§ What to do: Transcribe the listing word for word.

§ Supplied data:
--- Begin ---

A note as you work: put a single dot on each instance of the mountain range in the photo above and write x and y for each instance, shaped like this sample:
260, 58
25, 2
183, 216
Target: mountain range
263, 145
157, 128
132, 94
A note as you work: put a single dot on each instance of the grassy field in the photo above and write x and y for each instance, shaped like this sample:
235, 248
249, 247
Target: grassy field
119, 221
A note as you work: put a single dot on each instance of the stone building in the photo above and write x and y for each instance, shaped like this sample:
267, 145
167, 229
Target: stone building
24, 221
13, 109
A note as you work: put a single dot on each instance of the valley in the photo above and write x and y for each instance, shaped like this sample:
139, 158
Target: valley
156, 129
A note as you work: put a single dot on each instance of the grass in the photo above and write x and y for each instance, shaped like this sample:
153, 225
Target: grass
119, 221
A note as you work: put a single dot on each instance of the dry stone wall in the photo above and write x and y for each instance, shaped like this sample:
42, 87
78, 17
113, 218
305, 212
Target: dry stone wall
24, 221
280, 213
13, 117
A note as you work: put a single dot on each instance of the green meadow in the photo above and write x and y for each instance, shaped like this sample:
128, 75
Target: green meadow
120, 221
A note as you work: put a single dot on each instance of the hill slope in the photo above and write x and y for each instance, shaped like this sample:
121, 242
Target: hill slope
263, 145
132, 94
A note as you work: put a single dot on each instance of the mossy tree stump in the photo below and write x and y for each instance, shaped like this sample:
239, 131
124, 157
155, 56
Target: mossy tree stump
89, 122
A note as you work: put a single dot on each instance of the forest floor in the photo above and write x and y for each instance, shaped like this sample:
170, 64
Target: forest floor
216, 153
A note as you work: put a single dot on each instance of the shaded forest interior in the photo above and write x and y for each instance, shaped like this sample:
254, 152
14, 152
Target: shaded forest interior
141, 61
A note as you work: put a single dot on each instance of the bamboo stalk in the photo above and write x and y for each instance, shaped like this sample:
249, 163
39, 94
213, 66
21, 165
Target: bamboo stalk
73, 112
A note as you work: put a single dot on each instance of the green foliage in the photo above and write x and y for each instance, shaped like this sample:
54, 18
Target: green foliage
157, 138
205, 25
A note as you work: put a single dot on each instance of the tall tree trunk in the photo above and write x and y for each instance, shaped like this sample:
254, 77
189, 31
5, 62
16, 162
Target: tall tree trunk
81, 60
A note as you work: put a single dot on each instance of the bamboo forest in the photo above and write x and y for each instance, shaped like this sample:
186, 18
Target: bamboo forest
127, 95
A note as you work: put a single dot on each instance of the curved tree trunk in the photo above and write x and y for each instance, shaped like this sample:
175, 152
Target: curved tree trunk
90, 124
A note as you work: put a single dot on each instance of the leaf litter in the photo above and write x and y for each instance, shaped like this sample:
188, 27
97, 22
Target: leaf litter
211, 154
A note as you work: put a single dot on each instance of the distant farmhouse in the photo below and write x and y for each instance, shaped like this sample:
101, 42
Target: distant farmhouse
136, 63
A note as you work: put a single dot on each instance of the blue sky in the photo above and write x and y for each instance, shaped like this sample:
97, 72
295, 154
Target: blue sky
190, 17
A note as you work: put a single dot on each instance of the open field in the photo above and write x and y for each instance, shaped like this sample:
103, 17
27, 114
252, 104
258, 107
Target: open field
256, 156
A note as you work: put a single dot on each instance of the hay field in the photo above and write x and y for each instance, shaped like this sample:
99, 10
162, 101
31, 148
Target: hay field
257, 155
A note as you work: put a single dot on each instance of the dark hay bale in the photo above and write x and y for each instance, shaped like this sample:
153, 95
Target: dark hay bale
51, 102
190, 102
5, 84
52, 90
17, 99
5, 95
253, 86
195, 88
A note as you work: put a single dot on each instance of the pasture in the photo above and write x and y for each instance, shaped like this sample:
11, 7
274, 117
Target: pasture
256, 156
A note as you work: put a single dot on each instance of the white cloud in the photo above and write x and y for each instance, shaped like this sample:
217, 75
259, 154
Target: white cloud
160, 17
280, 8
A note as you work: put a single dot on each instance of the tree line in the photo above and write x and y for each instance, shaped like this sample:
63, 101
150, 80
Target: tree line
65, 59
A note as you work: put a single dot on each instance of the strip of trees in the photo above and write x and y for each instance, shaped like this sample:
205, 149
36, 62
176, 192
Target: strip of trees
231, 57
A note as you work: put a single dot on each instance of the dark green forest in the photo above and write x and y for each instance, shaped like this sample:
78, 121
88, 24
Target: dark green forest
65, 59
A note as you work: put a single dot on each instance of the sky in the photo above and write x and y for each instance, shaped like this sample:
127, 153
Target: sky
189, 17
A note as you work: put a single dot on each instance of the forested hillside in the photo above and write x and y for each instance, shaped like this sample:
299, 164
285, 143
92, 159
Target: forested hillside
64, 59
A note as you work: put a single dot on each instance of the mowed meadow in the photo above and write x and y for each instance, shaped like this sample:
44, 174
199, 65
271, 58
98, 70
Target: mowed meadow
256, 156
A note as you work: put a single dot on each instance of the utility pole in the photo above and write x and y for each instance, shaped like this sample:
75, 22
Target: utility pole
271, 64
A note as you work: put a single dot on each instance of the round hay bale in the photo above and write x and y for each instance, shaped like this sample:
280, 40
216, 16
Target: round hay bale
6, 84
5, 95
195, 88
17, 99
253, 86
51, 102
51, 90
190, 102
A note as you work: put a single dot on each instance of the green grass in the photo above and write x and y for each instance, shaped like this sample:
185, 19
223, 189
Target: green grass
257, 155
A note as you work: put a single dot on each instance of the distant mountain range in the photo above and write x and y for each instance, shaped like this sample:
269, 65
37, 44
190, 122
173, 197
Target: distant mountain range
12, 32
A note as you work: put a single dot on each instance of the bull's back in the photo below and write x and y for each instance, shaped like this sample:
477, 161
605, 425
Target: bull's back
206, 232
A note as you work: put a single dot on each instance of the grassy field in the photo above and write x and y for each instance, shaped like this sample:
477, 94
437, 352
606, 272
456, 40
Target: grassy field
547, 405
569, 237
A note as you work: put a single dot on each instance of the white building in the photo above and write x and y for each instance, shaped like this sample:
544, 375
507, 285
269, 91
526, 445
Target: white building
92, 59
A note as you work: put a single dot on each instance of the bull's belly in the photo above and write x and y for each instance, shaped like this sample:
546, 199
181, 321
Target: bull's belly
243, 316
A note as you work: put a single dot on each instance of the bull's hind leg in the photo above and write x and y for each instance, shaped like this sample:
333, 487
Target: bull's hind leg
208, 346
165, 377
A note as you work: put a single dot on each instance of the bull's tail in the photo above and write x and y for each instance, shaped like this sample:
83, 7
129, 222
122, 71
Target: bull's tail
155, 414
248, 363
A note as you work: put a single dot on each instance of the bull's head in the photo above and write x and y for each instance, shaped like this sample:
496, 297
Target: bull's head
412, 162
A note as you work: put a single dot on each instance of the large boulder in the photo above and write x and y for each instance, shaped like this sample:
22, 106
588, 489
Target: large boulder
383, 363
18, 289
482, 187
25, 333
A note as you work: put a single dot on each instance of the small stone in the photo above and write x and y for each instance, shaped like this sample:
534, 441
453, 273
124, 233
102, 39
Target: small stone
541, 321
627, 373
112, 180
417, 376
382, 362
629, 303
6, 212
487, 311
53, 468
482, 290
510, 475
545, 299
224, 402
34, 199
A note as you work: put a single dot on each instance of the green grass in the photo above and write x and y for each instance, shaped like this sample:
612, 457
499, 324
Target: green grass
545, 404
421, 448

--- End ---

§ Task output:
A note as you work: put a single dot on each instance of the mountain range in the photo above and write x and y for each instance, shaped like this sample:
260, 58
25, 2
183, 216
Target: mountain range
263, 145
157, 128
132, 94
A note as you work: put a single dot on each instance of the grassy field in the photo above and write x and y for each instance, shaped like this sample:
235, 248
249, 247
Target: grassy field
119, 221
A note as you work: put a single dot on each instance of the stone building in the photo above and write x and y for each instance, shaped like this sample:
267, 145
167, 229
Target: stone building
24, 221
13, 109
A note as you work: put a single dot on each instance of the valley in the photo above and write x and y for each instance, shaped like this sample:
139, 158
Target: valley
156, 129
A note as you work: put a single dot on each instance of the grass in the photo above and write x and y for each instance, shaped like this sample:
153, 225
Target: grass
119, 221
A note as you work: put a single dot on each instance of the dry stone wall in the photo above and write x and y for each instance, shaped like this sample:
42, 87
78, 17
113, 218
305, 212
Target: dry stone wall
24, 221
280, 213
13, 117
A note as you work: put a single dot on each instance of the green meadow in the photo above and write x and y for each instance, shaped like this sample:
128, 75
Target: green meadow
120, 221
A note as you work: put a single dot on each instance of the hill slope in the photo above and write x and y for each instance, shaped like this sample:
121, 242
Target: hill slope
263, 145
132, 94
A note as you work: put a single dot on each instance of the mossy tree stump in the photo below and write x and y for each instance, shaped like this sample:
239, 131
124, 157
155, 56
Target: mossy tree stump
89, 122
A note as you work: put a single dot on each instance of the forest floor in the photo above and write x and y for each instance, shaped like this sample:
170, 64
Target: forest floor
216, 153
A note as you work: put a single dot on each instance of the shaded forest interior in the photo above and write x and y for each instance, shaped like this sample:
254, 152
14, 152
Target: shaded forest interior
141, 61
A note as you work: put a single dot on each instance of the bamboo stalk in the photo above and write x and y for each instance, shaped like this sample:
249, 163
39, 94
213, 66
21, 165
Target: bamboo stalk
73, 112
A note as you work: put a single dot on each instance of the green foliage in the photo above and write x and y for each instance, shaped like this sample:
54, 18
Target: green foliage
157, 138
205, 25
A note as you work: put a single dot on each instance of the tall tree trunk in the photo above and write x and y for each instance, shaped like this sample:
254, 77
189, 31
5, 62
16, 162
Target: tall tree trunk
81, 60
A note as you work: put a single dot on each instance of the bamboo forest in the photo above and write x and y for each instance, shaped like this sample:
186, 18
Target: bamboo forest
127, 95
A note as you work: put a single dot on each instance of the curved tree trunk in the photo above and write x and y for each instance, shaped like this sample:
175, 152
Target: curved tree trunk
90, 124
A note as you work: put a single dot on each instance of the leaf litter in the photo above and write x and y for each instance, shaped like this sample:
188, 27
97, 22
Target: leaf litter
211, 154
A note as you work: put a single dot on each instance of the distant farmhouse in the photo below and write x and y for each instance, shaped like this sample:
101, 42
Target: distant farmhouse
136, 63
A note as you work: put a single dot on each instance of the blue sky in the photo above and write x and y for each instance, shaped like this sample:
97, 72
295, 154
Target: blue sky
190, 17
A note as you work: put a single dot on each instance of the open field in the photo above and write x and y for each instance, shaped like this sample:
103, 17
27, 114
252, 104
258, 107
Target: open field
256, 156
A note as you work: put a single dot on each instance of the hay field in the photo above and write x and y for each instance, shaped like this sample:
99, 10
162, 101
31, 148
Target: hay field
257, 155
A note as you work: put a single dot on each instance of the dark hay bale in the photo above and write x and y for each instance, shaped like this sample:
153, 95
Target: dark hay bale
51, 102
190, 102
5, 84
52, 90
17, 99
5, 95
253, 86
195, 88
A note as you work: put a single dot on each instance of the pasture in the photo above and write x and y for each instance, shaped like this sample:
11, 7
274, 117
Target: pasture
256, 156
A note as you work: put a single dot on each instance of the white cloud in the photo above and write x and y for each instance, shaped like this sample:
217, 75
259, 154
Target: white cloud
160, 17
280, 8
A note as you work: put a single dot on each instance of the tree line in the photo above and write x and y for each instance, shaped like this sample:
63, 101
150, 80
Target: tree line
65, 59
A note as you work: put a single dot on each instance of the strip of trees in the photo above and write x and y for each instance, shaped like this sample:
205, 149
36, 62
176, 192
Target: strip of trees
231, 57
A note as you work: put a single dot on each instance of the dark green forest in the photo above and write x and y for each instance, shaped like this sample:
78, 121
88, 24
Target: dark green forest
65, 59
A note as you work: put a single dot on each instance of the sky in the photo above and write x and y for each instance, shaped like this sample:
127, 153
Target: sky
189, 17
A note as you work: put a single dot on each instance of the forested hillside in the photo above and write x and y for each instance, shaped like this sample:
299, 164
285, 143
92, 159
Target: forested hillside
64, 59
A note as you work: put a single dot on each instance of the mowed meadow in the photo above and write x and y for each instance, shaped like this sample:
44, 174
199, 65
271, 58
98, 70
Target: mowed meadow
256, 156
A note as you work: put a single dot on each instance of the utility pole in the photo above and write x and y for each instance, shaped like this sample:
75, 22
Target: utility pole
271, 64
A note as you work: put a single dot on each instance of the round hay bale in the photo above and write x and y for each instance, shaped like this sample:
280, 40
216, 16
Target: round hay bale
6, 84
5, 95
195, 88
17, 99
253, 86
51, 102
51, 90
190, 102
A note as you work: put a single dot on each instance of the green grass in the photo above and write x and y for each instance, shaped like this sample:
185, 19
223, 189
Target: green grass
257, 155
A note as you work: put a single dot on each instance of the distant mountain range in the photo above and write x and y for each instance, shaped like this sample:
269, 65
37, 44
190, 122
173, 197
Target: distant mountain range
12, 32
A note as you work: put a single dot on each instance of the bull's back in the photo below and write x and y for each instance, shaped like this sample:
477, 161
605, 425
Target: bull's back
206, 232
A note as you work: put a single dot on each instance of the grassy field in the photo above and write x and y for each instance, shaped like this sample:
477, 94
437, 352
606, 272
456, 40
Target: grassy field
547, 405
569, 237
A note as you work: put a single dot on each instance of the white building in the photo above and write x and y for each instance, shaped like this sample:
544, 375
507, 285
269, 91
526, 445
Target: white building
92, 59
A note as you work: put a single dot on each instance of the bull's belly in the photo above and write x and y for each instance, shaped like this sample:
546, 199
181, 321
Target: bull's belly
243, 316
A note as you work: put a single dot on each instance of the bull's hind leg in the photo above and write x and y for each instance, shaped like this sample:
333, 487
Target: bull's hind leg
208, 346
165, 377
A note as you work: put a single dot on each instance of the bull's tail in the photo above and write x and y for each instance, shaped like this sample:
83, 7
129, 222
122, 71
Target: bull's tail
155, 414
248, 363
A note as you work: put a single dot on each instance of the bull's head in the photo above and write x and y for each instance, shaped like this sample:
496, 297
Target: bull's head
412, 162
A note as you work: put a single dot on each instance of the large boulder in the photo above and write x and y for each instance, shaped like this sample:
22, 106
588, 489
Target: large boulder
383, 363
18, 289
482, 187
25, 333
A note as you work: put a single dot on each instance of the small stone in the photo above and write x and y for each instance, shaped like this sample:
534, 441
453, 273
124, 233
102, 39
Target: small stone
541, 321
627, 373
112, 180
417, 376
382, 362
629, 303
6, 212
487, 311
53, 468
482, 290
510, 475
545, 299
224, 402
34, 199
A note as you work: put a single dot on each instance of the green grass in the photo above and write x and y for each instance, shaped like this sample:
612, 457
499, 324
Target: green grass
545, 404
421, 448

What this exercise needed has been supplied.